Records:
□ □ □ □ □

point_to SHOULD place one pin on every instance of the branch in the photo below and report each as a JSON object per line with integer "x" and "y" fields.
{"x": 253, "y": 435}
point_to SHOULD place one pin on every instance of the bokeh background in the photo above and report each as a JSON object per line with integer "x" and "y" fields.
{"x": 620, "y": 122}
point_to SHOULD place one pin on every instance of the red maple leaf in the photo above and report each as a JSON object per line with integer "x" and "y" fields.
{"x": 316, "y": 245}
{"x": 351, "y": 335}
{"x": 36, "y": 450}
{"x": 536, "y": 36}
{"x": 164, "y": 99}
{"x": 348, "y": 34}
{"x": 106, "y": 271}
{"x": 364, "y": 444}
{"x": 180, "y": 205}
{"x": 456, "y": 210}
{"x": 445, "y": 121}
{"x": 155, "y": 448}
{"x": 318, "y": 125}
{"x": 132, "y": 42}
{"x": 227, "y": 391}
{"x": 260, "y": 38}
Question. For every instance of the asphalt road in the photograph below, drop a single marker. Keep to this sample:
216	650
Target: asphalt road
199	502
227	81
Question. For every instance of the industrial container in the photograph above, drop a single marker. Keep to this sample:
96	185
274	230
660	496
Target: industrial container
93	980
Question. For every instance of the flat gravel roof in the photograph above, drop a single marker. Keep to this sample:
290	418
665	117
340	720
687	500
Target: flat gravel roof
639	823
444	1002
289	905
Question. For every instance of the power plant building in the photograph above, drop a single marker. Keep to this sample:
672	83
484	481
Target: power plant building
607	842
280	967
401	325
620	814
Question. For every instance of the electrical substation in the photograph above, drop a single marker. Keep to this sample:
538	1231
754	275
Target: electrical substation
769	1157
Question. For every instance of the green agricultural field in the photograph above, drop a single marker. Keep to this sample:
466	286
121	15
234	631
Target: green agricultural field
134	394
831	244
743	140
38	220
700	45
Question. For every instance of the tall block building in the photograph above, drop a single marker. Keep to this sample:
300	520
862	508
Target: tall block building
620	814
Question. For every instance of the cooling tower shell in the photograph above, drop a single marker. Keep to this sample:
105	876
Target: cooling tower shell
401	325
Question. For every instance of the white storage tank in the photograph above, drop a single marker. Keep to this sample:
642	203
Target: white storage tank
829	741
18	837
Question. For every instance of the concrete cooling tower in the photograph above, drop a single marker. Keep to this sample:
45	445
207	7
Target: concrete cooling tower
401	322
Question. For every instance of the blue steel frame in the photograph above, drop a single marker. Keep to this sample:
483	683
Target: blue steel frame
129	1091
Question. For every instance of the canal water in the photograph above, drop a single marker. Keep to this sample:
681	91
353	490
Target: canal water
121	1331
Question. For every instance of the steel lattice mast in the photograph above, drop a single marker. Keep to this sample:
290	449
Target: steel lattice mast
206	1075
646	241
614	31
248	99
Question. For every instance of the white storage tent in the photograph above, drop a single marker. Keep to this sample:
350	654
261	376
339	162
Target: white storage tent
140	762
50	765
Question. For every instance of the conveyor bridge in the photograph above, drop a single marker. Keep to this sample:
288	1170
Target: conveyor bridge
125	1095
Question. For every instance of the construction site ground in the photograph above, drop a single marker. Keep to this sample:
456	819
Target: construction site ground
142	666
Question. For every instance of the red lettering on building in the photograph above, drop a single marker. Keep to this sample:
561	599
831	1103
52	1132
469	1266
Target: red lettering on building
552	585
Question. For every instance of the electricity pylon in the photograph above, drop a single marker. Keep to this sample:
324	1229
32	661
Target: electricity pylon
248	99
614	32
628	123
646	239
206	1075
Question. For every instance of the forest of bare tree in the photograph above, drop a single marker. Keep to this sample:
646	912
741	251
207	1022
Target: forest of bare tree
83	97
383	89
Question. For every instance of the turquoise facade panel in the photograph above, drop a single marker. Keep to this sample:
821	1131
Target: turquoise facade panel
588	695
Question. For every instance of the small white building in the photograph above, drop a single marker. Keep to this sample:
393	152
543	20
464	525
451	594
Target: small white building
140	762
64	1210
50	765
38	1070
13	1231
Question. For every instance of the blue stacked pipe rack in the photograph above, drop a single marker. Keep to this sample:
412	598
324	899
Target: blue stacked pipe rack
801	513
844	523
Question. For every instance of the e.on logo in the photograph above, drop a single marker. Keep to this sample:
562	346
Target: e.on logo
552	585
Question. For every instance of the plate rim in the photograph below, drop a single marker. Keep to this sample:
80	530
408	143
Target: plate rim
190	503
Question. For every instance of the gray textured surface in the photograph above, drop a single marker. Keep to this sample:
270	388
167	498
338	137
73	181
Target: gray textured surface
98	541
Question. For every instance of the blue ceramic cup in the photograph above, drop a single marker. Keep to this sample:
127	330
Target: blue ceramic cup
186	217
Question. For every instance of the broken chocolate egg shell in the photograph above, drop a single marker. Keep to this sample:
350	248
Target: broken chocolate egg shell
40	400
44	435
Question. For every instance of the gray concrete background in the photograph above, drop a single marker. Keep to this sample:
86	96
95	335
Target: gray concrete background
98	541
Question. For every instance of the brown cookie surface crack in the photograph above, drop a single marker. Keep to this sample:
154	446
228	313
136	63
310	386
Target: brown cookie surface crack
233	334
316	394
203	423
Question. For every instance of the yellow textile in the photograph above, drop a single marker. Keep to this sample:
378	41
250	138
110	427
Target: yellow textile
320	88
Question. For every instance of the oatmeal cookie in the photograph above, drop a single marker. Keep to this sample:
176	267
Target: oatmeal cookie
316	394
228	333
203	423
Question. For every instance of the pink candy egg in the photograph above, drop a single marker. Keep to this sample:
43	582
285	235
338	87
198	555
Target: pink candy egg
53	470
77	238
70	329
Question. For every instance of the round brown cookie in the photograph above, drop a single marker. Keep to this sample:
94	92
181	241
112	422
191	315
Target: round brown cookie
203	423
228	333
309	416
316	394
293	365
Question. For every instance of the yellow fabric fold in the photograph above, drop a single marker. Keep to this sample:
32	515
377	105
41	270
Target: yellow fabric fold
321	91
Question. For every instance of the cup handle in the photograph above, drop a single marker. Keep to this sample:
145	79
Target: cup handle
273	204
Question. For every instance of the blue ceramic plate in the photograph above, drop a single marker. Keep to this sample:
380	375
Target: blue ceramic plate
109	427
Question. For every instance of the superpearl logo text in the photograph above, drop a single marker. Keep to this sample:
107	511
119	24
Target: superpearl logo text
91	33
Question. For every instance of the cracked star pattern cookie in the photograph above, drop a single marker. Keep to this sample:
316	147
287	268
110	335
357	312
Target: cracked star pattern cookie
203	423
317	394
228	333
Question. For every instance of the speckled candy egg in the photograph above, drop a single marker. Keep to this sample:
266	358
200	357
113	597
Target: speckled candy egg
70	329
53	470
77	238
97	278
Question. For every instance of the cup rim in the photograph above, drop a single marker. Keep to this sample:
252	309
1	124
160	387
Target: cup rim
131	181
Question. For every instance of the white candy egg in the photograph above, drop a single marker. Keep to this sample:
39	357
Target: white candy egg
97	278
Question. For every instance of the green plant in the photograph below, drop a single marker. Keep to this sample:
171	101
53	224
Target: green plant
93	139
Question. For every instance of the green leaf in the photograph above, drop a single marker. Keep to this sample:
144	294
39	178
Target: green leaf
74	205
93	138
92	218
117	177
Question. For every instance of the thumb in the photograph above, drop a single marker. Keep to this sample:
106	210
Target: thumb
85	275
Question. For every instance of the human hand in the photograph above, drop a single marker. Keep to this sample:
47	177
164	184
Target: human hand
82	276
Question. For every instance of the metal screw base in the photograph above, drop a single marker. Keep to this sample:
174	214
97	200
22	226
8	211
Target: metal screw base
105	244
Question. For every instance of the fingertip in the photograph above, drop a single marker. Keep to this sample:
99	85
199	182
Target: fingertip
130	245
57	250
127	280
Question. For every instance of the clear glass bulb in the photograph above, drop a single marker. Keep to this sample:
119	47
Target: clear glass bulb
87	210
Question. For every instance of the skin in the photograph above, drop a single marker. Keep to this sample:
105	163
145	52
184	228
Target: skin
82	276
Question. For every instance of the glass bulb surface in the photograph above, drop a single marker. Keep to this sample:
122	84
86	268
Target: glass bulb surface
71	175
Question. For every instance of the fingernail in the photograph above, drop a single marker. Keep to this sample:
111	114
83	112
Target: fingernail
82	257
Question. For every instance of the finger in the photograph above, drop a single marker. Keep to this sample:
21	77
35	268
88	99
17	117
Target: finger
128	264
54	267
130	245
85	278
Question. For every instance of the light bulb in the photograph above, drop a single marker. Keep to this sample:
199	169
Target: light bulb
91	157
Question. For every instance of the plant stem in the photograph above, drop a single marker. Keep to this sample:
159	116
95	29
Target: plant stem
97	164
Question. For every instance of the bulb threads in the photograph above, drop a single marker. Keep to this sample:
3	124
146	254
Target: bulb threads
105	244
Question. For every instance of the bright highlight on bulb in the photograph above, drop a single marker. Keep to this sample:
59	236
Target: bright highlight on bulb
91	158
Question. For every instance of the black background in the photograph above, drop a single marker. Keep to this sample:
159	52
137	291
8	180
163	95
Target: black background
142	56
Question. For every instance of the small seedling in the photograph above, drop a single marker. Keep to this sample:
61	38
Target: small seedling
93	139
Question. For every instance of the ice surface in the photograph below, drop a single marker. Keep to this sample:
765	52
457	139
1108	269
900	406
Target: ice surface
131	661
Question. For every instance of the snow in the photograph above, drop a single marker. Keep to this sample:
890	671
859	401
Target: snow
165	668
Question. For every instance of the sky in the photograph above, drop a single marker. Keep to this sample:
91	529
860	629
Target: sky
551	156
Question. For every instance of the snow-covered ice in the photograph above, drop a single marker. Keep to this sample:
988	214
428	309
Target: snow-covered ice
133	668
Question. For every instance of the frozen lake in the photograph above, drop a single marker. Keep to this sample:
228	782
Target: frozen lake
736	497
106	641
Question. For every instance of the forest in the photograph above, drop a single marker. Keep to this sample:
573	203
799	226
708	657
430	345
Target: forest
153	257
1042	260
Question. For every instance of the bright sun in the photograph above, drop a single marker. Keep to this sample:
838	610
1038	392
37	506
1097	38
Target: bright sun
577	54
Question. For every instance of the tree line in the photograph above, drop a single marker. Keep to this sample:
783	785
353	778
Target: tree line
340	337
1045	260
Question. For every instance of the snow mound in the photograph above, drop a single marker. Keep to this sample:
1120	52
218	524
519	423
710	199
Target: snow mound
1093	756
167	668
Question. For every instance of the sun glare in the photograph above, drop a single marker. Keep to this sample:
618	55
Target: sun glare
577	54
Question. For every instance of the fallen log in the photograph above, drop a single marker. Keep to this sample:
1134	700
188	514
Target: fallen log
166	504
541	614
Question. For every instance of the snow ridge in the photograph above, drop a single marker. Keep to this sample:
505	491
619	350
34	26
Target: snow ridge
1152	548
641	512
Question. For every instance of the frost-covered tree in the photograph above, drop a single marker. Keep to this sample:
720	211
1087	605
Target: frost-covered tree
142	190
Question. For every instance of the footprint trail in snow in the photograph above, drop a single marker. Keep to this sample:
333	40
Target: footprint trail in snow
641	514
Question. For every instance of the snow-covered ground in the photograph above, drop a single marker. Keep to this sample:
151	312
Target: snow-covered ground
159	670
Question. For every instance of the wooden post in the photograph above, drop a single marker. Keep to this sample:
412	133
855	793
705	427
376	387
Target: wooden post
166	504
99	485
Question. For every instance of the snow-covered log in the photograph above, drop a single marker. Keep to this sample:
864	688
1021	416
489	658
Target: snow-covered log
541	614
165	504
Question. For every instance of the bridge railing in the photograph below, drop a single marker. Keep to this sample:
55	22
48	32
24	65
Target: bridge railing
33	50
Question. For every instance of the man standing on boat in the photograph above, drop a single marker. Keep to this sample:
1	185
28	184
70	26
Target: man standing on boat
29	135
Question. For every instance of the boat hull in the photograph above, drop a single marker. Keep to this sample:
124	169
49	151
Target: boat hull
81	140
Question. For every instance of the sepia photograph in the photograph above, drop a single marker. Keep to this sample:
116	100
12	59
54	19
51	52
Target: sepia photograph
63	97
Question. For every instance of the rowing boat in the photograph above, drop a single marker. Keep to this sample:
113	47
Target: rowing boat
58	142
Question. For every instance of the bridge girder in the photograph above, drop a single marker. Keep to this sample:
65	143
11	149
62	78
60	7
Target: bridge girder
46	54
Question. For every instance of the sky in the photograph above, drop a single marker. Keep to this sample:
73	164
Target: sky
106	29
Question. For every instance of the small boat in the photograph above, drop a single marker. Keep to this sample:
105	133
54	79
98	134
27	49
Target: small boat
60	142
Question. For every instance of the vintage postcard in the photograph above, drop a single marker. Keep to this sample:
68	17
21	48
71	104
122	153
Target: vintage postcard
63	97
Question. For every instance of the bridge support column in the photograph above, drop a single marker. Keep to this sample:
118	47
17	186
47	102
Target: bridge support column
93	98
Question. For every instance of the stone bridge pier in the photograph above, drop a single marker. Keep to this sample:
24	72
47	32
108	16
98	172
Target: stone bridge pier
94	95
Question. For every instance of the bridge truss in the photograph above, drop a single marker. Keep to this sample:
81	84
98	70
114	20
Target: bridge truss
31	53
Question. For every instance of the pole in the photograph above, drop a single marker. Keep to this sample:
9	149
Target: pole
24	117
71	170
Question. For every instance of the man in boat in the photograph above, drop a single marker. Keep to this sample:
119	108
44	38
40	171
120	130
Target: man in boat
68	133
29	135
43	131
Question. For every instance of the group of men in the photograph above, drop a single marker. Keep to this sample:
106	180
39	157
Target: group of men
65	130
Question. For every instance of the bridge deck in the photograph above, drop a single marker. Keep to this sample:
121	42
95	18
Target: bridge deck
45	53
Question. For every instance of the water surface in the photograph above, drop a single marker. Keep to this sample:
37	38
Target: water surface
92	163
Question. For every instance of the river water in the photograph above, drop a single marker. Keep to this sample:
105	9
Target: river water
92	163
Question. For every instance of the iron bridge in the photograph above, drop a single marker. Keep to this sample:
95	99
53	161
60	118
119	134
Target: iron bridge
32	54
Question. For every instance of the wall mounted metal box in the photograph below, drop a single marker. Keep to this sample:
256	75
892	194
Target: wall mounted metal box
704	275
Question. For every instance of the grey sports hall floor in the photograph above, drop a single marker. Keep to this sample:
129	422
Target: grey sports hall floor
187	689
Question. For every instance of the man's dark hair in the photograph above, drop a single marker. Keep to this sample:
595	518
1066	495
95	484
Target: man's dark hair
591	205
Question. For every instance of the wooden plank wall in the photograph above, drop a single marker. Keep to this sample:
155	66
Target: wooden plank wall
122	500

□ □ □ □ □

__Work instructions__. From the line containing "Question. For every instance of the group" down to the last line, reproduce the records exactly. Include both ends.

__Problem solution__.
Question. For every instance of the group of men in the photograph above, drop a single marker. Keep to this sample:
106	180
39	157
Target: group of men
65	130
Question. For every instance of the bridge deck in the photograph above, drop a single marker. Keep to this sample:
121	42
95	18
Target: bridge deck
45	53
Question. For every instance of the water surface in the photograph above, drop a single marker. Keep to this sample:
37	38
Target: water surface
92	163
Question. For every instance of the river water in the photograph above, drop a single marker. Keep to this sample:
105	9
Target: river water
92	163
Question. For every instance of the iron bridge in the photograph above, drop a single marker. Keep to this sample:
95	99
53	161
60	118
119	134
Target: iron bridge
32	54
Question. For every instance of the wall mounted metal box in the photograph below, drop a single marker. Keep to this sample:
256	75
892	194
Target: wall mounted metal box
704	275
Question. For every instance of the grey sports hall floor in the photograph above, drop a single marker. Keep to this sample:
129	422
Target: grey sports hall floor
187	689
Question. For every instance of the man's dark hair in the photograph above, drop a single marker. Keep to this sample:
595	518
1066	495
95	484
Target: man's dark hair
591	205
Question. For every instance of the wooden plank wall in the photograph above, drop a single marker. Keep to this sample:
155	66
Target: wooden plank wall
122	500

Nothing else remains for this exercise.